Record set:
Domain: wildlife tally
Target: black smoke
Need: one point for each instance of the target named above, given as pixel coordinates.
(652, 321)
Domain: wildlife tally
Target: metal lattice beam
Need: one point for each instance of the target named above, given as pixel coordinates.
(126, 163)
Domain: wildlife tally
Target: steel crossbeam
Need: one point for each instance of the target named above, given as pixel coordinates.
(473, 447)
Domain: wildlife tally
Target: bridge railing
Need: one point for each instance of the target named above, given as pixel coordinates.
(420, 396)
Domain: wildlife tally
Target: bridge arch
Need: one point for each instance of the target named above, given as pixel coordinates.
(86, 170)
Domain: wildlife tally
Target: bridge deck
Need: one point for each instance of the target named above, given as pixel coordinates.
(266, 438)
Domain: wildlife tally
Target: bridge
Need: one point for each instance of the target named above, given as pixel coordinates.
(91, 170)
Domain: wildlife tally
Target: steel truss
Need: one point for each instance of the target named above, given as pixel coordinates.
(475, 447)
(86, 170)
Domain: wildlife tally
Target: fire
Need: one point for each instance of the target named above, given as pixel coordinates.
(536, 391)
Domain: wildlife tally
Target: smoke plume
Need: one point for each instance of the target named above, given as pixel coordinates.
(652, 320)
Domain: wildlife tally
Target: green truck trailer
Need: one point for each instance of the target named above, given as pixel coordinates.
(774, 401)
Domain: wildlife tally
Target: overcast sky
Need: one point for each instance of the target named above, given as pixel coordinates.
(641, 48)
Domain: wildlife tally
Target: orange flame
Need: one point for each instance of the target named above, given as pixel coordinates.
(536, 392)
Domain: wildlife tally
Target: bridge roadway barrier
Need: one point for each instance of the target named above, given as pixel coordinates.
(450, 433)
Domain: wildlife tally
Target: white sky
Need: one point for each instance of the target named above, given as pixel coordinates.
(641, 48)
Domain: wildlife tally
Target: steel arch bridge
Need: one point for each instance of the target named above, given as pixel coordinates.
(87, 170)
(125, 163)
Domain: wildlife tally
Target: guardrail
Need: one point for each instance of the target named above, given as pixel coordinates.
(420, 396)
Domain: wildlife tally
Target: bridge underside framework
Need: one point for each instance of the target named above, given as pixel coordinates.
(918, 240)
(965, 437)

What the exercise asks: The response should contain each record above, retyped exactly.

Written solution:
Domain: wildlife tally
Target: black smoke
Need: one point for each instance of the target named above, given as pixel coordinates.
(652, 321)
Domain: wildlife tally
Target: metal lattice beam
Need: one point for each instance of the target named above, given as pixel coordinates.
(126, 163)
Domain: wildlife tally
Target: steel crossbeam
Need: one point for each instance of the target named above, given as pixel coordinates.
(473, 447)
Domain: wildlife tally
Target: bridge railing
Need: one point for each instance of the target named above, given as pixel coordinates.
(420, 396)
Domain: wildlife tally
Target: bridge arch
Need: one point for each instance of the target named above, given as pixel coordinates.
(86, 170)
Domain: wildlife tally
Target: bridge deck
Need: one point for each instance of the target named above, given as pixel coordinates.
(266, 438)
Domain: wildlife tally
Target: bridge
Need: one point for each instance of the target named above, given as pixel coordinates.
(91, 170)
Domain: wildlife tally
Target: steel truss
Need: one point for each instance of the target named above, given as pixel coordinates.
(475, 447)
(86, 170)
Domain: wildlife tally
Target: fire
Need: one point for each instance of the target named above, given as pixel coordinates.
(536, 391)
Domain: wildlife tally
Target: smoke plume
Need: one point for each instance of the target named above, given as pixel coordinates.
(652, 320)
Domain: wildlife tally
Target: green truck trailer
Need: one point for each instance of the target named above, given as pixel coordinates.
(774, 401)
Domain: wildlife tally
Target: overcast sky
Need: one point for each instance of the target named above, given as pixel coordinates.
(641, 48)
Domain: wildlife tally
Target: orange flame
Need: one point for each instance of the target named above, given as pixel coordinates.
(536, 392)
Domain: wildlife tally
Target: bridge roadway barrier
Need: one point for each instance of the target named above, given as pixel coordinates.
(450, 433)
Domain: wildlife tally
Target: white sky
Need: one point for each instance of the target named above, given as pixel coordinates.
(641, 48)
Domain: wildlife tally
Target: steel arch bridge
Need: one point for each instance of the target named above, given as pixel coordinates.
(87, 170)
(125, 163)
Domain: wildlife tally
Target: guardrail
Need: one point for each instance of the target named above, given as pixel coordinates.
(420, 396)
Domain: wildlife tally
Target: bridge underside framework
Need: one point for each instance of the target named above, given as pixel coordinates.
(918, 240)
(965, 437)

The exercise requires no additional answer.